With the introduction of 6 January Dictatorship in 1929, the organization Sokol of the Kingdom of Yugoslavia was established, while all gymnastics societies bearing national names were banned. The Croatian Sokol Federation did not join the newly founded Sokol of the Kingdom of Yugoslavia. Instead, Croatian Sokol decided to disband all Croatian Sokol societies, which were ceremoniously disbanded while playing the Croatian national anthem Lijepa naša. Before that, members took a group photograph together. From that point on, all activities in the Sokol Home took place under the organization and patronage of Sokol as a state sponsored organization.

The most significant event in the work of the Sokol amateur sections was the founding of the Sokol Puppet Theatre in 1933, which operated continuously until 1938. In 1945, in the same house (and partly with the same actors and director), the Puppet Theatre “Pionir” was established.

After the Second World War, the former Croatian, and later Sokol, House was renamed The Home of Youth. In addition to the City Puppet Theatre Split, various sports organizations were allocated space within the building. It is not known what exactly happened in the Sokol Home building at the beginning and during the Second World War, except for the fact that in 1942, during the Italian occupation of the city, the rich Art Nouveau decoration of the main facade and the ceremonial hall was removed.

After the Second World War, the former Croatian (later Sokol) Home was renamed The Home of Youth. In 1951, all pre-war buildings of the Sokol of the Kingdom of Yugoslavia became the property of the Physical Education Society “Partizan.” From then on, the large hall of The Home of Youth, connected to the first-floor space and the “balcony” on part of the second floor in the street-side section of the building, was used for training by the Physical Education Society “Partizan,” the Physical Education Department of the Pedagogical Academy in Split (since its founding in 1974), the Vocational School “Mate Golem,” the Association of the Blind, and the “Hajduk” football players during winter preparations. The rooms on the second floor of the street-side section of the building became offices, while on the third floor they were used as social rooms for DTO “Partizan.”

Between 1965 and 1969, ballerina, choreographer, and ballet educator Franka Hatze-Kuljiš (the niece of composer Josip Hatze) ran her ballet studio on the third floor of the Youth Home.

== Architecture ==
The representative building of the Croatian Home in Art Nouveau style, was designed in the spirit of the Wagner school and its earlier works. It is an original work by a mature architect, where echoes of the classical tradition can be felt alongside the architecture of the modern era. However, it is not only his Art Nouveau idiom that gives the Croatian House special heritage value, but also the events and personalities associated with it, whose importance in the history of the city of Split and Croatian art surpasses the significance of the building itself.

== Renovation and Grand Opening ==
In 2005, during the term of Mayor Zvonimir Puljić, an initiative was launched to restore the Croatian Home to its original appearance. Three cultural professionals were engaged—Zdenka Mišura, then director of the City Puppet Theatre; Nada Kuzmić, a member of the HNK Orchestra; and conservator Sanja Buble. The point was to conceive a project for the building's renovation while modernizing its content. Restoration works began in 2017, and the facade was completed in 2019.

On December 19, 2020, the inaugural concert and grand opening of the Croatian House in Split took place, which had been restored under the watchful eye of conservator Sanja Buble. The building features a concert hall, and the sports tradition has been abandoned.

== Conservation ==
Under the designation Z-4538, it is registered as an immovable cultural property—individual, with legal status as a protected cultural good, classified as secular architectural heritage.

Listed records >>
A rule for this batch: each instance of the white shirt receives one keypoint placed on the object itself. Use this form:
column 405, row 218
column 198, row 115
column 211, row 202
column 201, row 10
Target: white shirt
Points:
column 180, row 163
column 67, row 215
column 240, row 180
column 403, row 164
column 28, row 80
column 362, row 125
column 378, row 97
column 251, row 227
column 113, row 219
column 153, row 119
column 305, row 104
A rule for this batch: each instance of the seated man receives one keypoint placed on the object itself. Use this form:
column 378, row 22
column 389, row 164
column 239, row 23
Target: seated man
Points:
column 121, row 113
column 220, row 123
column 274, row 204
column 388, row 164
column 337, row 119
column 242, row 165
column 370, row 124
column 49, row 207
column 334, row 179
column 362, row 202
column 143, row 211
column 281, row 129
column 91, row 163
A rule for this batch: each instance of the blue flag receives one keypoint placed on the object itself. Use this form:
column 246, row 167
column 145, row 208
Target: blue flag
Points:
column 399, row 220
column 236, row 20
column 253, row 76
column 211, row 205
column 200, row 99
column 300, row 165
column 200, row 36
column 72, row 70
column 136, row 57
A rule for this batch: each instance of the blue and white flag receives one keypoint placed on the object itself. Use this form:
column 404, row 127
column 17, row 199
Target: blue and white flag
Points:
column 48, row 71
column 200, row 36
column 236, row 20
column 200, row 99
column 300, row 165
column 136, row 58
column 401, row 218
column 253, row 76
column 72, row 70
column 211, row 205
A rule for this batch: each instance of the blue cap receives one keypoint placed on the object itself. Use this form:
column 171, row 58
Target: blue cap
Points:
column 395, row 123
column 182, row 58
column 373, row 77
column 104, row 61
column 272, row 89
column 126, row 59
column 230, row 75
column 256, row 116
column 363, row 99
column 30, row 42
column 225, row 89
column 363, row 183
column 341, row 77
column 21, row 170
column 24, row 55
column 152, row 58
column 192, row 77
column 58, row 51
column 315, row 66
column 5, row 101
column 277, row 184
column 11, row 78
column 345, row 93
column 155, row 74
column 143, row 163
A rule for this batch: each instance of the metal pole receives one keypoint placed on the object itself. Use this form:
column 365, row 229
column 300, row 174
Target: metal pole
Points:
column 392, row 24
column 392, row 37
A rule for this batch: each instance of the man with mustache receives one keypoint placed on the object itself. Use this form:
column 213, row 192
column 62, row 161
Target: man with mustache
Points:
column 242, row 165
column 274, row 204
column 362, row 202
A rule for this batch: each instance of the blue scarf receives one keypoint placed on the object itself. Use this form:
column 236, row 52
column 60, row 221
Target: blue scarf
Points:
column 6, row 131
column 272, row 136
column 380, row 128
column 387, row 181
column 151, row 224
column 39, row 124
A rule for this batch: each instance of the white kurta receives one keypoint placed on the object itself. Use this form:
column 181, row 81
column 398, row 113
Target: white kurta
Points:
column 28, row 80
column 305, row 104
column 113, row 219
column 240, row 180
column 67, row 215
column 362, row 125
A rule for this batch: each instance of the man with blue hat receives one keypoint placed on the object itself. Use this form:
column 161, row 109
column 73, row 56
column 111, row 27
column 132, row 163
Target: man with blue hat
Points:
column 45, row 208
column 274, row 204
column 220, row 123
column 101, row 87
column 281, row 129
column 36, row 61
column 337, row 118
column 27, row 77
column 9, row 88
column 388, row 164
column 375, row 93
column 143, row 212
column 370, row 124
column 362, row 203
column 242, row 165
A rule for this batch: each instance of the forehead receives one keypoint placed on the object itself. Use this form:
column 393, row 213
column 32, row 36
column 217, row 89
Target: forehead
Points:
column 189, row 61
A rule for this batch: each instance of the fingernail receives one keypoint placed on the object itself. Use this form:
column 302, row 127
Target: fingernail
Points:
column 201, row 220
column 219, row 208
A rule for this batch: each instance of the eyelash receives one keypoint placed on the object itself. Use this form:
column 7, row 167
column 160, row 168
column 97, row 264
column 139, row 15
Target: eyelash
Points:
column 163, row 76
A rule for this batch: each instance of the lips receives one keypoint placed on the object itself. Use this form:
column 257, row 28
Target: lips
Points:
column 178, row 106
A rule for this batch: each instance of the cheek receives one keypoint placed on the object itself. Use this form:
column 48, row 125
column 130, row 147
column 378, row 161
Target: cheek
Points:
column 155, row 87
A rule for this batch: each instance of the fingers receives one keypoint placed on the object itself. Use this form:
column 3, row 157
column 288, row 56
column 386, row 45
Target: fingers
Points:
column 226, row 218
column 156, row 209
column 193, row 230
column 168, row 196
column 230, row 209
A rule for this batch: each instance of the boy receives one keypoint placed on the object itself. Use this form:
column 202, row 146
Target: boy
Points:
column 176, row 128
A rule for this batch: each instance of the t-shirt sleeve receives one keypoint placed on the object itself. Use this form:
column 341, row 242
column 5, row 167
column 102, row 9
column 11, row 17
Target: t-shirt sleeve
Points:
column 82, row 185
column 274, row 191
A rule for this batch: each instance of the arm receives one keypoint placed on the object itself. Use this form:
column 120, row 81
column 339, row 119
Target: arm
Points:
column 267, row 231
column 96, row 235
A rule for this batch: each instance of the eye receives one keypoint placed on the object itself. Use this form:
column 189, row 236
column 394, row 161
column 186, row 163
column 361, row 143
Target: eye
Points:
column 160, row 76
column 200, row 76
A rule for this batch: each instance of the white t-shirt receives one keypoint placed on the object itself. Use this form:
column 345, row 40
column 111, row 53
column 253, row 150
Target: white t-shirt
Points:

Required tasks >>
(A) Decide whether each statement agrees with the passage on the Croatian Home in Split, answering yes or no and quoting the words from the passage that settle it: (i) The Croatian Sokol Federation joined the Sokol of the Kingdom of Yugoslavia. (ii) The Sokol Puppet Theatre was founded in 1933. (iii) Restoration works on the building began in 2005.
(B) Answer these questions from the passage on the Croatian Home in Split:
(i) In what year was the Art Nouveau decoration of the main facade and ceremonial hall removed?
(ii) Which organization became the owner of all pre-war Sokol buildings in 1951?
(iii) Under what designation is the building registered as a cultural property?
(C) Repeat the passage on the Croatian Home in Split from "With the introduction" up to and including "state sponsored organization.".
Nothing in the items is needed for this work.

Exercise results >>
(A)
(i) No: "The Croatian Sokol Federation did not join the newly founded Sokol of the Kingdom of Yugoslavia."
(ii) Yes: "the founding of the Sokol Puppet Theatre in 1933"
(iii) No: "Restoration works began in 2017"

(B)
(i) 1942
(ii) The Physical Education Society "Partizan"
(iii) Z-4538

(C)
With the introduction of 6 January Dictatorship in 1929, the organization Sokol of the Kingdom of Yugoslavia was established, while all gymnastics societies bearing national names were banned. The Croatian Sokol Federation did not join the newly founded Sokol of the Kingdom of Yugoslavia. Instead, Croatian Sokol decided to disband all Croatian Sokol societies, which were ceremoniously disbanded while playing the Croatian national anthem Lijepa naša. Before that, members took a group photograph together. From that point on, all activities in the Sokol Home took place under the organization and patronage of Sokol as a state sponsored organization.